• _Aufgaben_:
a - Beantworte anhand des Auszugs über Uwe Tellkamp diese Fragen:
(i) Worüber kann man laut dem Auszug trefflich streiten?
(ii) Wann läuft die Dokumentation über Tellkamp auf 3sat?
(iii) An welchem Tag stellt Tellkamp seinen Roman im Hamburger Literaturhaus vor?
b - Gib den Text des Auszugs über Uwe Tellkamp zwischen „Am 18. Mai (20.15“ und „behandelt, klagt Tellkamp.“ unverändert aus, beide Stellen eingeschlossen.

• _Vorliegender Auszug_:
▶

Uwe Tellkamp kommt ins Hamburger Literaturhaus
Uwe Tellkamp hat einen verrätselten, doppelbödig gedachten, aber letztlich gedanklich eindimensionalen, einen sprachlich im übrigen überzeugenden neuen Roman vorgelegt, über den man trefflich streiten kann. Wünschenswerterweise auch mit ihm selbst.
Am 18. Mai (20.15 Uhr) läuft auf 3sat die Dokumentation „Der Fall Tellkamp. Streit um die Meinungsfreiheit“, die den Dichter („Ich will nicht als Faschist, Vollidiot, rechtes Arschloch hingestellt werden, das weise ich von mir, gerade weil mir Demokratie wichtig ist, unsere Art und Weise zu leben. Ich bin gegen Sprach- und Denkbarrieren, das ist für mich die Voraussetzung des Autorendaseins“) mit rhetorischem Furor zu Wort kommen lässt, ihn aber auch als tief gekränkten Mann porträtiert. Er werde wegen seiner Meinung zum Islam wie ein Verbrecher behandelt, klagt Tellkamp.
Ein Opfer der Cancel-Kultur ist er jedenfalls nicht – in Hamburg stellt Tellkamp seinen Roman am 7. Juni im Literaturhaus vor.

◀

• _Aufgeführte Datensätze_:
▶

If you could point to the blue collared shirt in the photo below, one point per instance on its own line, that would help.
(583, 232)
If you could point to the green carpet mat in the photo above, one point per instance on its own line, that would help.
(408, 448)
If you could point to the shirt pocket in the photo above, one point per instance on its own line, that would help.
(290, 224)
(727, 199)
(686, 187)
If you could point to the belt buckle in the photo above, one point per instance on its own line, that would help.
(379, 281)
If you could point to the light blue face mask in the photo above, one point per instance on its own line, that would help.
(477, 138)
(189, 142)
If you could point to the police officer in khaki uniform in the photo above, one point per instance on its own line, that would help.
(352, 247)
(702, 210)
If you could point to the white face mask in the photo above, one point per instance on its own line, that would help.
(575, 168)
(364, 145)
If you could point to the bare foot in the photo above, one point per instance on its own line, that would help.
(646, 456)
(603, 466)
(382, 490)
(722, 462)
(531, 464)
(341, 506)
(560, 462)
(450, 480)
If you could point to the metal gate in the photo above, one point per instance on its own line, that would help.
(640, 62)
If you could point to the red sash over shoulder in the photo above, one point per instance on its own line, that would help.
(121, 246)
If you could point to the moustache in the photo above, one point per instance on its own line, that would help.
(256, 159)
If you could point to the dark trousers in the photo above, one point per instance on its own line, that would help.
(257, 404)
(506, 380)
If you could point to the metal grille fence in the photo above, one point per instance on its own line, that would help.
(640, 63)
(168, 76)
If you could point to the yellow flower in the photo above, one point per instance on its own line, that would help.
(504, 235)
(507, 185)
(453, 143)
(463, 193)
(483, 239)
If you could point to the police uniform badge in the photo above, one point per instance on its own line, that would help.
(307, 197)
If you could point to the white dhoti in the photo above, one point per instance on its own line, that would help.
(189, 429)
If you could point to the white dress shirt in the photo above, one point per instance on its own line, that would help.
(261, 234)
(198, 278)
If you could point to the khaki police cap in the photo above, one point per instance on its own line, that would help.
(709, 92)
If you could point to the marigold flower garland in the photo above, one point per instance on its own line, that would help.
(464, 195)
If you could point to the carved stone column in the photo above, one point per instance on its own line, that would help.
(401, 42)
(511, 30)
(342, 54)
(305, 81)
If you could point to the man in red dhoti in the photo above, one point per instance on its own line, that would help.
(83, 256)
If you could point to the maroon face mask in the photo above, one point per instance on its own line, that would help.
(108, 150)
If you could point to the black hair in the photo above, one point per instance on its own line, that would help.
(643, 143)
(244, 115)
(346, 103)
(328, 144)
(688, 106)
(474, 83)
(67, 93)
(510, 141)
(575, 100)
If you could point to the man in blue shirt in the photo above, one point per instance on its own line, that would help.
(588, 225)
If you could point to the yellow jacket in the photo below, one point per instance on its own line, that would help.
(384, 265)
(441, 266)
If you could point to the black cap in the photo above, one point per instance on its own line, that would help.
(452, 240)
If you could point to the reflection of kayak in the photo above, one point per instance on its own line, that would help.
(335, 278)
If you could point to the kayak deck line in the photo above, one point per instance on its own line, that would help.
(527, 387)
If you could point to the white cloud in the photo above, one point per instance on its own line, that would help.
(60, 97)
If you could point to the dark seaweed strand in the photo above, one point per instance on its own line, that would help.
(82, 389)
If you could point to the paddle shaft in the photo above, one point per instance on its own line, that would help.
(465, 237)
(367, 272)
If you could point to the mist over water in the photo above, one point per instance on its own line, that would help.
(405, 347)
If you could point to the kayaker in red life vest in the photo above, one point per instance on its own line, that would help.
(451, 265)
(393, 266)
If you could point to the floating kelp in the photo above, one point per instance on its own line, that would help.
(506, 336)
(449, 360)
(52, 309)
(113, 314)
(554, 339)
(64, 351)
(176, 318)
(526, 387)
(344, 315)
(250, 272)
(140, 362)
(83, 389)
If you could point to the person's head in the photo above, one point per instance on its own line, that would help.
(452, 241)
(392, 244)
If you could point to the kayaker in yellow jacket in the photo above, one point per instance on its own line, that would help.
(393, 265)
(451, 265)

◀

• _Schriftliche Antworten_:
a -
(i) Über Tellkamps neuen Roman.
(ii) Am 18. Mai um 20.15 Uhr.
(iii) Am 7. Juni.

b -
Am 18. Mai (20.15 Uhr) läuft auf 3sat die Dokumentation „Der Fall Tellkamp. Streit um die Meinungsfreiheit“, die den Dichter („Ich will nicht als Faschist, Vollidiot, rechtes Arschloch hingestellt werden, das weise ich von mir, gerade weil mir Demokratie wichtig ist, unsere Art und Weise zu leben. Ich bin gegen Sprach- und Denkbarrieren, das ist für mich die Voraussetzung des Autorendaseins“) mit rhetorischem Furor zu Wort kommen lässt, ihn aber auch als tief gekränkten Mann porträtiert. Er werde wegen seiner Meinung zum Islam wie ein Verbrecher behandelt, klagt Tellkamp.